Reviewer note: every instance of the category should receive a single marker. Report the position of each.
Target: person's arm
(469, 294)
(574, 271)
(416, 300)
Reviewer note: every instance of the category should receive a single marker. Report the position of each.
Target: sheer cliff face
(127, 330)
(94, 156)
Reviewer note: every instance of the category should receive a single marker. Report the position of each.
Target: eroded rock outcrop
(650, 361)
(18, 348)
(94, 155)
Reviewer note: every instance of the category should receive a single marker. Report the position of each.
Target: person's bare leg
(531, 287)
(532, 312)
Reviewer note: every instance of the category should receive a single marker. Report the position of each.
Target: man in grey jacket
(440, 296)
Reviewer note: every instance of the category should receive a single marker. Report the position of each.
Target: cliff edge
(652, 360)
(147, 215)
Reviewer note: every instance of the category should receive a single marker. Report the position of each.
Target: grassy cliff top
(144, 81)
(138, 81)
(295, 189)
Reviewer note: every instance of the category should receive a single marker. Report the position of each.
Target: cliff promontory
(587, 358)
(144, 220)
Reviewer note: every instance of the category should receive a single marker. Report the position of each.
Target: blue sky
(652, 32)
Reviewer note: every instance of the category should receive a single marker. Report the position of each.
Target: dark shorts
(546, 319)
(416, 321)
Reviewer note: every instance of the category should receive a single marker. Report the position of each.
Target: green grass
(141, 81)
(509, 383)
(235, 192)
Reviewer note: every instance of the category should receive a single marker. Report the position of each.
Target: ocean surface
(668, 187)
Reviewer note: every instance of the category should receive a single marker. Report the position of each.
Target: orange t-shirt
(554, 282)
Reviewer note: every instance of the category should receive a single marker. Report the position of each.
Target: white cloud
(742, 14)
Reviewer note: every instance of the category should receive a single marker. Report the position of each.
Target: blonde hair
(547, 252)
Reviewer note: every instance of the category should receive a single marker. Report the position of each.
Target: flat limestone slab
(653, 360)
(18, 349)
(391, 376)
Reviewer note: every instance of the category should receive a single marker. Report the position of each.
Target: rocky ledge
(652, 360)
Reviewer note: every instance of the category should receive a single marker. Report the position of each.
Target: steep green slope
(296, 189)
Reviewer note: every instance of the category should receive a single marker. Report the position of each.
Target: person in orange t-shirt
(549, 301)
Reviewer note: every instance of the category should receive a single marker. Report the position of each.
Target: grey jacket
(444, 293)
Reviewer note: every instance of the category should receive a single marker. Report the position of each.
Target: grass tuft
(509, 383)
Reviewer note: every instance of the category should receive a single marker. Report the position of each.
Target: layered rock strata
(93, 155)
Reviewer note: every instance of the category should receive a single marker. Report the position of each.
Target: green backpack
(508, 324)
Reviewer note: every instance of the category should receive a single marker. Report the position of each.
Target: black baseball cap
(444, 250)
* * *
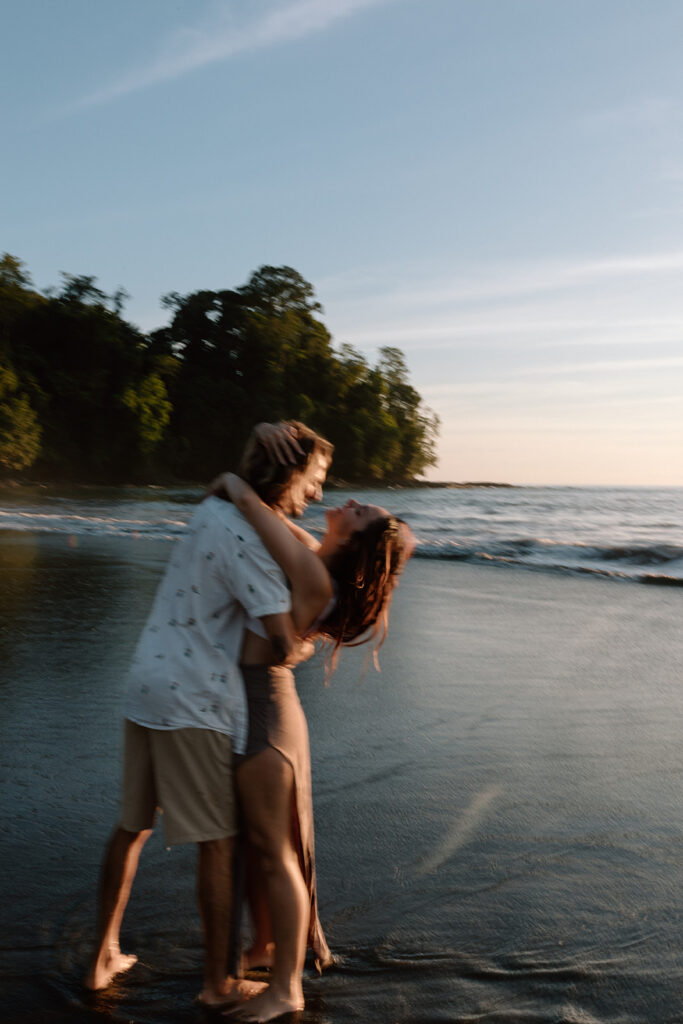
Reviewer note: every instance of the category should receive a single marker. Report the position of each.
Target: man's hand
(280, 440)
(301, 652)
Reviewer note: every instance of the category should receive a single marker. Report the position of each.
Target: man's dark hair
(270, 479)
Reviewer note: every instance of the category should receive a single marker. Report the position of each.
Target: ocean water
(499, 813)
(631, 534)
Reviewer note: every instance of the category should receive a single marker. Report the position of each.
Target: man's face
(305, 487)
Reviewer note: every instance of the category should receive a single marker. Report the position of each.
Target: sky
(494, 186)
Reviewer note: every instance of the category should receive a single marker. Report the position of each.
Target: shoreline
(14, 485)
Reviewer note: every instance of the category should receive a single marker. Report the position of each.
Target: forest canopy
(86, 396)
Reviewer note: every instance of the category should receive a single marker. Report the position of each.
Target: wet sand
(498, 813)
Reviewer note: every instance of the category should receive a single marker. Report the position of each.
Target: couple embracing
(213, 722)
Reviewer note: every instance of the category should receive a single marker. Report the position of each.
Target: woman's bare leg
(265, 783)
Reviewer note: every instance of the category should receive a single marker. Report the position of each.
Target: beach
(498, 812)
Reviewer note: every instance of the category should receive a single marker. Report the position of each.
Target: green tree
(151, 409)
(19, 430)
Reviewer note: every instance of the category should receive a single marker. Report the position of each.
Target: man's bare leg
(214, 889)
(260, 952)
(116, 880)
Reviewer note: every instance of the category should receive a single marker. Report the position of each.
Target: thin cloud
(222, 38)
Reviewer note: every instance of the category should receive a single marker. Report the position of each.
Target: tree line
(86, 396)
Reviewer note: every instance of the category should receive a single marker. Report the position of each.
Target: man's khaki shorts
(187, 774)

TASK DESCRIPTION: How many of the lines above contain the string "cliff"? Case matters. Reply with the number alone.

TASK OUTPUT: 4